▶ Exercise data
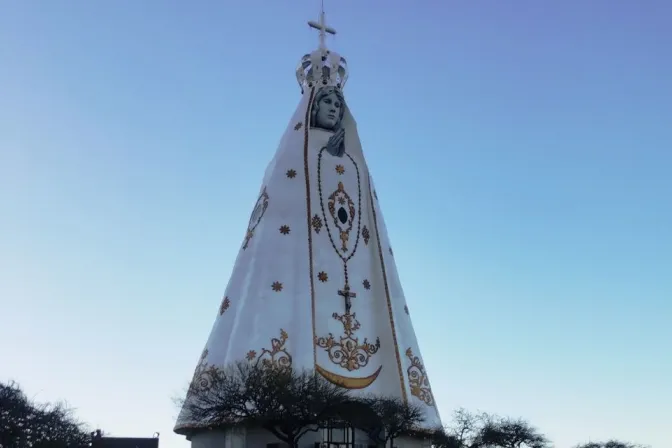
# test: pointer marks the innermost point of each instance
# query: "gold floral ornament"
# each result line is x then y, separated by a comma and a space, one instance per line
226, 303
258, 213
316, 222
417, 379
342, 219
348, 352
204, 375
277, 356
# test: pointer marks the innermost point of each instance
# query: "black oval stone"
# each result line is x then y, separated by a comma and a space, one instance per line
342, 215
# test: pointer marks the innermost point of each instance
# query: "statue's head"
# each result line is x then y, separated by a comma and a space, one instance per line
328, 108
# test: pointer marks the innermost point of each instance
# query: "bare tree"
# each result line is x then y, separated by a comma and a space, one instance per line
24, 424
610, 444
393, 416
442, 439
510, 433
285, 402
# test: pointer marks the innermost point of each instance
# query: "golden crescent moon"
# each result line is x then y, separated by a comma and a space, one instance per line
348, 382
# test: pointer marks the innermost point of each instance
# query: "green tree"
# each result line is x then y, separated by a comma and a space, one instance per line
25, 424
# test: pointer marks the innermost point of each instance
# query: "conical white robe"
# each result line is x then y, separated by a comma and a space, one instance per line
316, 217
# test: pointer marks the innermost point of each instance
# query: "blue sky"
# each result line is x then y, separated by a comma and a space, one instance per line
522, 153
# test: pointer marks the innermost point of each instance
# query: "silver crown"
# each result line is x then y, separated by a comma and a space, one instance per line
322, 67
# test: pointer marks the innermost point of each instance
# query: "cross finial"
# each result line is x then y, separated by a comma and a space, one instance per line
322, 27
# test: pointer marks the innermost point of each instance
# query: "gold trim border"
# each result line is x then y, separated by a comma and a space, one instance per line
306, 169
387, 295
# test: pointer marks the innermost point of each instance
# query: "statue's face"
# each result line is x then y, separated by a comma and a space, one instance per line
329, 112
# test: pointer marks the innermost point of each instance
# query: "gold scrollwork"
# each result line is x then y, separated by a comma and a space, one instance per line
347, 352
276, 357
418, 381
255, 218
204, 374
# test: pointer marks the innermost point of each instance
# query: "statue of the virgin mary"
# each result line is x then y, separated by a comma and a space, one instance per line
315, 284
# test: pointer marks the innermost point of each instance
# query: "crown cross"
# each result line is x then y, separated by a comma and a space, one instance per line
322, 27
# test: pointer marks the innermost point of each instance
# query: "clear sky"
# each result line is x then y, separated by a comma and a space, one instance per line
==
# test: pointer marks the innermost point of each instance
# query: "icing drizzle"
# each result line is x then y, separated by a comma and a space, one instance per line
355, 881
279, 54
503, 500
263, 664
---
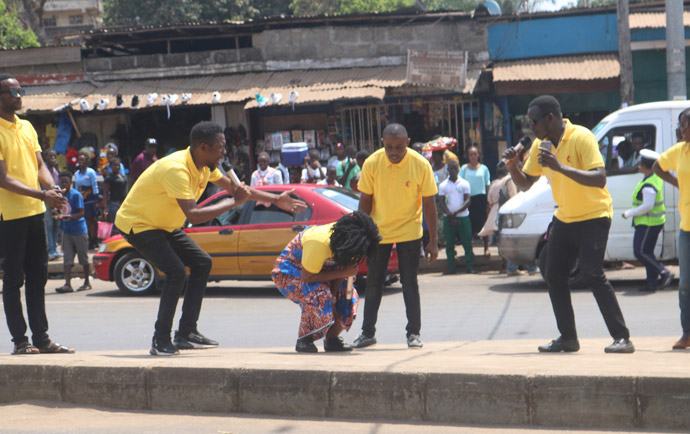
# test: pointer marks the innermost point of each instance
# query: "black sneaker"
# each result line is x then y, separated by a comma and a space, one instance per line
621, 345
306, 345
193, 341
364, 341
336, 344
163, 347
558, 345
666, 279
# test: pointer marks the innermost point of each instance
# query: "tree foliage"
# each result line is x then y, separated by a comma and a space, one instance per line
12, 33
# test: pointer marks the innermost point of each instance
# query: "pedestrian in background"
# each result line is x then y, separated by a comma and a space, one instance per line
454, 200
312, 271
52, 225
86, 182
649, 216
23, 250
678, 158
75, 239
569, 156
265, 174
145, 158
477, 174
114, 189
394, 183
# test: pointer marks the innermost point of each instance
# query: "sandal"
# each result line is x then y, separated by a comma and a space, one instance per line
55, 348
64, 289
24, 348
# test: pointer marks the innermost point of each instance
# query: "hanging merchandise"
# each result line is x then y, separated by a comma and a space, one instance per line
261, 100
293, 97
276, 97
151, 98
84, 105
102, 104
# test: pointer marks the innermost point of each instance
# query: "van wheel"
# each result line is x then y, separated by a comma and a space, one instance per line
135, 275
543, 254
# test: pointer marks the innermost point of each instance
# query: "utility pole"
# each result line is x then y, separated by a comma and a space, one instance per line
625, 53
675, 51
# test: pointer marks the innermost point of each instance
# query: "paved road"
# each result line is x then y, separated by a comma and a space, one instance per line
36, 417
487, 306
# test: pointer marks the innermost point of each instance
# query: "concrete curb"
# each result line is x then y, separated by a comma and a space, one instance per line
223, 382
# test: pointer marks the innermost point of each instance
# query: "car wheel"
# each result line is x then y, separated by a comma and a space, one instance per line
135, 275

▶ Work order
Scan the listing for the word "black". Copy every line in which it appears.

▶ Answer section
# query: "black oval stone"
# query: "black sneaker"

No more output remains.